**Prompt:**
Report how many lines of the rows below contain the word "blue", and give only that number.

[A run of rows]
--------------------

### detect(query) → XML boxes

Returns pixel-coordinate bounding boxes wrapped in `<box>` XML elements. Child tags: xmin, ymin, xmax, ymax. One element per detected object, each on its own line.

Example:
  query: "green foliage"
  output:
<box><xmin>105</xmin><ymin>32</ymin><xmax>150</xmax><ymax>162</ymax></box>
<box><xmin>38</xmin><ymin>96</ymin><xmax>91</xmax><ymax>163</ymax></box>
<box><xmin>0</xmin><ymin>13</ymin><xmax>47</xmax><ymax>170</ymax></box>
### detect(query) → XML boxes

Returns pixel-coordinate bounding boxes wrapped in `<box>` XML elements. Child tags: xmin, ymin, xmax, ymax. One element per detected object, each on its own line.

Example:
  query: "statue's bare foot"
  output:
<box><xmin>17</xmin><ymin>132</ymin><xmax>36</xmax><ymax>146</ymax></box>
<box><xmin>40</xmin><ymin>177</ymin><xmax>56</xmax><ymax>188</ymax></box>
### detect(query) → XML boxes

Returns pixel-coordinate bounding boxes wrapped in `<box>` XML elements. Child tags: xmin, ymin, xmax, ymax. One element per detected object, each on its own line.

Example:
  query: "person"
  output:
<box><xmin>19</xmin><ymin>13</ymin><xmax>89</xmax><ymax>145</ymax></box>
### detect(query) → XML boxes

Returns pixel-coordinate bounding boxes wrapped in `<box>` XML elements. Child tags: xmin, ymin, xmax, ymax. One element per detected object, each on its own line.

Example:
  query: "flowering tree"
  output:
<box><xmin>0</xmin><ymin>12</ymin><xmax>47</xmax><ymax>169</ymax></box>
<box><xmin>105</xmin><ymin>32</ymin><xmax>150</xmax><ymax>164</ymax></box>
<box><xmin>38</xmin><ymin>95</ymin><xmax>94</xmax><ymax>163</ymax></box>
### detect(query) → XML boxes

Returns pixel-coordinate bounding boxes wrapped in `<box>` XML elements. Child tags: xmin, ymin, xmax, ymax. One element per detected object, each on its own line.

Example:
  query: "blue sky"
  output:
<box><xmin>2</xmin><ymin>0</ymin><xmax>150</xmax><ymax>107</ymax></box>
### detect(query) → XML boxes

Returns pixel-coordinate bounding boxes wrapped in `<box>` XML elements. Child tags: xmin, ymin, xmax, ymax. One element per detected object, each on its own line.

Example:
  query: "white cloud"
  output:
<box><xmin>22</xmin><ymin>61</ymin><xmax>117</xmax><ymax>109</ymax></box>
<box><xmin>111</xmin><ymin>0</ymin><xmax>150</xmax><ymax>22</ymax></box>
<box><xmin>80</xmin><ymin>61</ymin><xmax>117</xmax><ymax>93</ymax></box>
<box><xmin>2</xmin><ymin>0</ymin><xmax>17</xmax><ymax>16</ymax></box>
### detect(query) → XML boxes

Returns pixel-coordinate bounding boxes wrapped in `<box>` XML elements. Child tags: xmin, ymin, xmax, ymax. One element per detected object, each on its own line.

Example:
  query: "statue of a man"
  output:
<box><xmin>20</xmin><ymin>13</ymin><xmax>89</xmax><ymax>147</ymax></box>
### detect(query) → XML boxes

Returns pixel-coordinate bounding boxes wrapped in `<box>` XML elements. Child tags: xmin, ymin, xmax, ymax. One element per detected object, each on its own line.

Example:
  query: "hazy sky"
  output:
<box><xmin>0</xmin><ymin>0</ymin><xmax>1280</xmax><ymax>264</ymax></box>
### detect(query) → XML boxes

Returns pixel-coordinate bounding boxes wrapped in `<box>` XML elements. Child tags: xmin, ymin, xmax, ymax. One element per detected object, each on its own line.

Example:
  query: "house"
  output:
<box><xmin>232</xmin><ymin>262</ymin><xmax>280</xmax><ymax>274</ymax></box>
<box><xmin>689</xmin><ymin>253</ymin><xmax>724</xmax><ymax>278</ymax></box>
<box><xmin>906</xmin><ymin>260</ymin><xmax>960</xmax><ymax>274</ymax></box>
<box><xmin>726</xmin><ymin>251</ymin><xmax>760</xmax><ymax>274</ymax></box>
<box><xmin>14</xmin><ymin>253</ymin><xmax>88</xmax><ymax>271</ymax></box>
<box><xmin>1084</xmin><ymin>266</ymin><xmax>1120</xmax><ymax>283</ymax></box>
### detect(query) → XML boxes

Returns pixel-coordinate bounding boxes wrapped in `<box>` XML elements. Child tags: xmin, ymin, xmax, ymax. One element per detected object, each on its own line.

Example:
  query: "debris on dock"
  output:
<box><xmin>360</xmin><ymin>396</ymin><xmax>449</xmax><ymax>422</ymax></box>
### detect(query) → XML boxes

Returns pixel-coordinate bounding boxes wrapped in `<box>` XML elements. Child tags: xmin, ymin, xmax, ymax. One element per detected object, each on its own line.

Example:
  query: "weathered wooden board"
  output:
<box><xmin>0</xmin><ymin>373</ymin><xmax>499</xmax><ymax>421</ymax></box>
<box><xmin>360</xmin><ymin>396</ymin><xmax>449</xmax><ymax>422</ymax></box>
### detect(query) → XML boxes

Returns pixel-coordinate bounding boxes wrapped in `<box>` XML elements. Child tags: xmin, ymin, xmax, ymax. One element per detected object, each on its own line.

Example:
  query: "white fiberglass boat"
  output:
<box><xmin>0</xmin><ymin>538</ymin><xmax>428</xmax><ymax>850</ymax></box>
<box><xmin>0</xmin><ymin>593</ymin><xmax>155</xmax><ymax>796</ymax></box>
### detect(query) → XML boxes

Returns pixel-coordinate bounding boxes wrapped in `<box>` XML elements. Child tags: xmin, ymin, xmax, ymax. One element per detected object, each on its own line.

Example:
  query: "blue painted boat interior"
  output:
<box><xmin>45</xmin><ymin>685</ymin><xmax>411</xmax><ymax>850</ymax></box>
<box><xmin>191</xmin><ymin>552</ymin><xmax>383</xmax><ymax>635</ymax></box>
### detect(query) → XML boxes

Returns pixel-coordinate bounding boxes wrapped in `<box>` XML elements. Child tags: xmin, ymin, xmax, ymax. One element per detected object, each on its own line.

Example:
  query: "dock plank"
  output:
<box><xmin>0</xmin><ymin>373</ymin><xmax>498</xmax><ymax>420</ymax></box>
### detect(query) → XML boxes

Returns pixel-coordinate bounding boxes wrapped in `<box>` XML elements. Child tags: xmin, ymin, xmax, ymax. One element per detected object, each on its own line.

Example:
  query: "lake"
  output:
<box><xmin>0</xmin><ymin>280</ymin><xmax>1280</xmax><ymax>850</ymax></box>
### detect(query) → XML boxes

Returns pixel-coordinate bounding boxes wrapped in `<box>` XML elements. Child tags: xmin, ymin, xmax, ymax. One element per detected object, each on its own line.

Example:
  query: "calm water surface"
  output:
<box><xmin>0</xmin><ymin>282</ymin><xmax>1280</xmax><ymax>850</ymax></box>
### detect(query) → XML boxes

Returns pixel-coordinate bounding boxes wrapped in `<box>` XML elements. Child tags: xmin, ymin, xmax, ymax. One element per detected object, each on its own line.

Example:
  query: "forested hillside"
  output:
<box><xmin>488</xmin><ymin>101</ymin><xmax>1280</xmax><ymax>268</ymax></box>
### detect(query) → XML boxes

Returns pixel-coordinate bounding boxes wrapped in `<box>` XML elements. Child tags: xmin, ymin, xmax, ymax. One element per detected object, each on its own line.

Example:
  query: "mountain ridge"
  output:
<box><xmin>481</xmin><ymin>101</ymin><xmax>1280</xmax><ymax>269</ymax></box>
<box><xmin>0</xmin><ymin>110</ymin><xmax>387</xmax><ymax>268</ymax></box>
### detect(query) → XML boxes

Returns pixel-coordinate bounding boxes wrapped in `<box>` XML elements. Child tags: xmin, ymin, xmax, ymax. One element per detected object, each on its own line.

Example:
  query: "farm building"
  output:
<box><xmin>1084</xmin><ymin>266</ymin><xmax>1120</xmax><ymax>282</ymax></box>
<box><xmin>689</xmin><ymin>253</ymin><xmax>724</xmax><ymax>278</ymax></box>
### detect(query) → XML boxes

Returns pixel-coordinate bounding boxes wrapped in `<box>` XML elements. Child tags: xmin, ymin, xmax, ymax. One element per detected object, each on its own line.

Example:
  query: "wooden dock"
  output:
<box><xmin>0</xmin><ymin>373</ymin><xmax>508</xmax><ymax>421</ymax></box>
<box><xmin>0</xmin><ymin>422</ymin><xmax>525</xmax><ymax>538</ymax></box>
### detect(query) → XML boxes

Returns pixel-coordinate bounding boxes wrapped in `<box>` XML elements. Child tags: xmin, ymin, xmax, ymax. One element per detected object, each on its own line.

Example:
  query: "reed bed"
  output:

--------------------

**Response:**
2